BEGIN
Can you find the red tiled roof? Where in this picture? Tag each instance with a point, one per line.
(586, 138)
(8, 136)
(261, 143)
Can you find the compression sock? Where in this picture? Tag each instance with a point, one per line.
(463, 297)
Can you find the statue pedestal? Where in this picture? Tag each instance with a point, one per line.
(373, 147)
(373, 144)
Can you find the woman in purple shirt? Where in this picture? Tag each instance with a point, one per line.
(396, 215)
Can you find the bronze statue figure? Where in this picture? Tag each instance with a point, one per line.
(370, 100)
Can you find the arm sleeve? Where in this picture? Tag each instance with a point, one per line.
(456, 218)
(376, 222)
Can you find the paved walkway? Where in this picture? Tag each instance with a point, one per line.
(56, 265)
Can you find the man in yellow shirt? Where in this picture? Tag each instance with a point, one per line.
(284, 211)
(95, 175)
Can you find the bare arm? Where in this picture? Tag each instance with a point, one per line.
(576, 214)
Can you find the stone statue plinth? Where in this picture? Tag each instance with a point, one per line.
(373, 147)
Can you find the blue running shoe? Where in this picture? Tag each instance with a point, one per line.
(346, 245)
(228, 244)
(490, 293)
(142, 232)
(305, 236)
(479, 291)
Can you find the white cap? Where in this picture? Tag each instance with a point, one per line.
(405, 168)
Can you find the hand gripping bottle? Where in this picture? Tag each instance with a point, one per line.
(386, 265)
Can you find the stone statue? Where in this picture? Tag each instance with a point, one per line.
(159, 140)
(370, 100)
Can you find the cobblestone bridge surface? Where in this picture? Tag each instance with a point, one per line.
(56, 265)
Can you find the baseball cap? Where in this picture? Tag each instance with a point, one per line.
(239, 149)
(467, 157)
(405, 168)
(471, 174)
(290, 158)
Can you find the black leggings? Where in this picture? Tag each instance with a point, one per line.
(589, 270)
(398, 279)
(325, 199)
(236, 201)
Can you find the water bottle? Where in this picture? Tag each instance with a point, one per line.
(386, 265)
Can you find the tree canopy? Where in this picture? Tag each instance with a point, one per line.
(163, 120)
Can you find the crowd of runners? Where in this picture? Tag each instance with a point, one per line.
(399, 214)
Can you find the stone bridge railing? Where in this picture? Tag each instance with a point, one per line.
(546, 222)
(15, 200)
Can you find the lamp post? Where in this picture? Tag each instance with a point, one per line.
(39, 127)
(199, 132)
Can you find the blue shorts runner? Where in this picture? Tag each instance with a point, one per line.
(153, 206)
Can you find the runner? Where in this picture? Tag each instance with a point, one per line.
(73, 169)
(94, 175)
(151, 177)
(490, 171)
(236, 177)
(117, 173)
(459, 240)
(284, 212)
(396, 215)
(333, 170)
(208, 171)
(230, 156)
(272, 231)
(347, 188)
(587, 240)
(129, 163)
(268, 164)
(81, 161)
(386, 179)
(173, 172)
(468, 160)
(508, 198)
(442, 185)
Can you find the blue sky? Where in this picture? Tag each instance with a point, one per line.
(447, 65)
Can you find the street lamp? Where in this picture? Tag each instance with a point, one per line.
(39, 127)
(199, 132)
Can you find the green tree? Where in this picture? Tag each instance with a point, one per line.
END
• _Exercise_
Copy every line of the data above word for word, in the same order.

• _The answer_
Can you find the red tiled roof? Where in this picture? Tag each instance with a point, one per line.
(586, 138)
(8, 136)
(261, 143)
Can you find the compression sock? Where in this picture? Tag each instance with a point, one per line.
(463, 297)
Can you find the statue pedestal? Where in this picture? Tag each instance with a point, one per line.
(373, 147)
(373, 144)
Can you find the woman in purple shirt? Where in this picture? Tag each instance with a point, one per line.
(396, 215)
Can you find the bronze statue figure? Where in this picture? Tag each instance with a point, one per line.
(370, 100)
Can you find the arm sleeve? Where in this picture? Tag each instance with a point, one per line.
(456, 218)
(376, 222)
Can you find the paved walkway? Where in this picture? Tag each instance with a point, one per line.
(56, 265)
Can you find the man in yellow shirt? Where in this picture? Tag each instance with a point, one per line.
(284, 211)
(95, 175)
Can you find the bare arm? Where in this picture? Tag each instance with a point, one per line.
(576, 214)
Can you find the stone statue plinth? Where in this picture? Tag each instance with a point, one per line.
(373, 147)
Can you find the blue running shoe? Where in this picture? Tag each instance with a point, one per line.
(346, 245)
(228, 244)
(490, 293)
(142, 232)
(305, 236)
(479, 291)
Can you find the white cap? Where in this picture? Tag each instance with a point, one per line.
(405, 168)
Can you find the hand gripping bottle? Where in this picture? Tag each instance with a point, one per line.
(386, 265)
Can you find the stone statue? Where in this picture? Tag each instance with a point, one per line.
(159, 140)
(370, 100)
Can you find the cobblestone bridge surface? Where in this picture? Tag each instance with a point, one per line.
(56, 265)
Can you find the baseball cap? Where in this picture? Tag each instance with a point, one per line.
(239, 149)
(467, 157)
(405, 168)
(471, 174)
(290, 158)
Can you find the black leggings? Where in this picture? Tag each instance with a point, one per line.
(589, 270)
(398, 279)
(325, 199)
(236, 201)
Can you find the water bottle? Where in this picture? Tag each instance with a point, one per line.
(386, 265)
Can you find the tree canopy? Where in this picture? Tag each instance with a point, one per line.
(163, 120)
Can you find the crowd of runners? Where in this picture? Tag each instance with a point, one per line.
(399, 214)
Can you find the stone bridge railing? Where in this picture? Tag each instance with a point, one per line.
(546, 222)
(15, 200)
Can you find the lamp post? Where in this picture? Tag each instance with a point, one per line.
(39, 127)
(199, 132)
Can you find the blue shorts runner? Where in this picture? Tag each instance with a point, one per line.
(153, 206)
Can you find the runner? Where in this picture? Tag each instance with a point, one per line.
(73, 169)
(94, 175)
(151, 177)
(490, 171)
(236, 177)
(117, 173)
(459, 240)
(284, 212)
(396, 215)
(333, 170)
(208, 171)
(230, 156)
(272, 231)
(347, 188)
(587, 240)
(129, 163)
(268, 164)
(81, 161)
(386, 179)
(173, 172)
(468, 160)
(508, 198)
(442, 185)
Can you find the blue sky? Where in this picture? Tag each instance with a point, one per line.
(447, 65)
Can you find the street lamp? Where in this picture? Tag each instance with a point, one per line.
(39, 127)
(199, 132)
Can you find the green tree? Where in this picture? Tag each instance with a point, one per line.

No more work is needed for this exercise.